> _WRITTEN INSTRUCTION_: Copy the records from the line containing "the white shorts." up to and including the final line of the records, swapping "Annotation task" for "Labeling task" and leaving everything else unchanged.

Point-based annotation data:
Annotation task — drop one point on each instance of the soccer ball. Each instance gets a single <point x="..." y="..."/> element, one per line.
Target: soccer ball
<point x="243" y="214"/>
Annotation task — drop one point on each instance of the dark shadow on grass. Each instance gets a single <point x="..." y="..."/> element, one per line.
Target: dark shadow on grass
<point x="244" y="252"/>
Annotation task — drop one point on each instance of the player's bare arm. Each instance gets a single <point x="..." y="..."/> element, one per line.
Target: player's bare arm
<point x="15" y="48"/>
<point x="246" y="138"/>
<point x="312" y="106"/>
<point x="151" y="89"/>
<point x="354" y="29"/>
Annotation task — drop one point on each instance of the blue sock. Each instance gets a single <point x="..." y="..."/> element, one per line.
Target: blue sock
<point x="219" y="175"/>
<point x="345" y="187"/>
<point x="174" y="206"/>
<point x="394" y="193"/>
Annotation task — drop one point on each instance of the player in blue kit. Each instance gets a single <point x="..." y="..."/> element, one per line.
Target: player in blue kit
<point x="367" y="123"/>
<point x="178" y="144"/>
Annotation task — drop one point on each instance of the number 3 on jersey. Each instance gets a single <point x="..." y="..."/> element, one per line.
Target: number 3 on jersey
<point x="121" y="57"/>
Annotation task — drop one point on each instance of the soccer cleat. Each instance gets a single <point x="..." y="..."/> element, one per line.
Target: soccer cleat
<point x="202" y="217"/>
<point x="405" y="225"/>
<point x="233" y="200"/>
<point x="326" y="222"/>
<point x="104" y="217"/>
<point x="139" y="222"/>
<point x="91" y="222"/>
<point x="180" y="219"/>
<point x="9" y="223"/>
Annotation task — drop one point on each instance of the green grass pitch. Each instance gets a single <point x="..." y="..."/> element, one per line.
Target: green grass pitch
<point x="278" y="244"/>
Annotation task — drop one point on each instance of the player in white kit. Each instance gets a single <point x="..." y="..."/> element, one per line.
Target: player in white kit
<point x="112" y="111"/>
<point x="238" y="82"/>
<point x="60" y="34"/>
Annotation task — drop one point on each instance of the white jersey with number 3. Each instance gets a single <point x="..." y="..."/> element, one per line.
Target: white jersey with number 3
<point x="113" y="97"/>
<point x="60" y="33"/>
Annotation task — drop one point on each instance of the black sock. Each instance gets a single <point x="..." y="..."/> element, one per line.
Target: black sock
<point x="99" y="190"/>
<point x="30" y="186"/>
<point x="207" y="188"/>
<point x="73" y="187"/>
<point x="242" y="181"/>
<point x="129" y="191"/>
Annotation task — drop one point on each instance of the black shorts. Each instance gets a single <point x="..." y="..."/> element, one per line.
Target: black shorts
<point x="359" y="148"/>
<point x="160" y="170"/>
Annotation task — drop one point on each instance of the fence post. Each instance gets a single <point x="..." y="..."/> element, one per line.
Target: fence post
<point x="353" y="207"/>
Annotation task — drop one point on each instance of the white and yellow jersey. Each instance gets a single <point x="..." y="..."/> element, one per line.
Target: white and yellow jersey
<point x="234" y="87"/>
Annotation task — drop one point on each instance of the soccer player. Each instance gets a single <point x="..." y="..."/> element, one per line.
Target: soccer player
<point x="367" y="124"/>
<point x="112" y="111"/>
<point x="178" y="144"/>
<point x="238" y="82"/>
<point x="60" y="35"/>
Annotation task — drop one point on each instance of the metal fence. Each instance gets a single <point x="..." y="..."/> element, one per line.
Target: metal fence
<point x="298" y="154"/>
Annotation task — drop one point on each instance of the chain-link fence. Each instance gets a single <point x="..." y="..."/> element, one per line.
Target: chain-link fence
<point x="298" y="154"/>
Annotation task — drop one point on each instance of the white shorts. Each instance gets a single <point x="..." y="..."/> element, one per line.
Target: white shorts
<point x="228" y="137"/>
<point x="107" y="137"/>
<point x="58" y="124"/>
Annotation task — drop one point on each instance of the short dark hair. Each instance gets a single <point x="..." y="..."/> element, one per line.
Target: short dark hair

> _SOLUTION BELOW_:
Labeling task — drop one point on each instance of the white shorts. Each instance gets a single <point x="..." y="..."/> element, one per line.
Target: white shorts
<point x="228" y="137"/>
<point x="107" y="137"/>
<point x="58" y="124"/>
Labeling task — drop one point on each instance of the short dark hair. Each instance gets a single <point x="..." y="..."/> element, one per line.
Target: short dark hair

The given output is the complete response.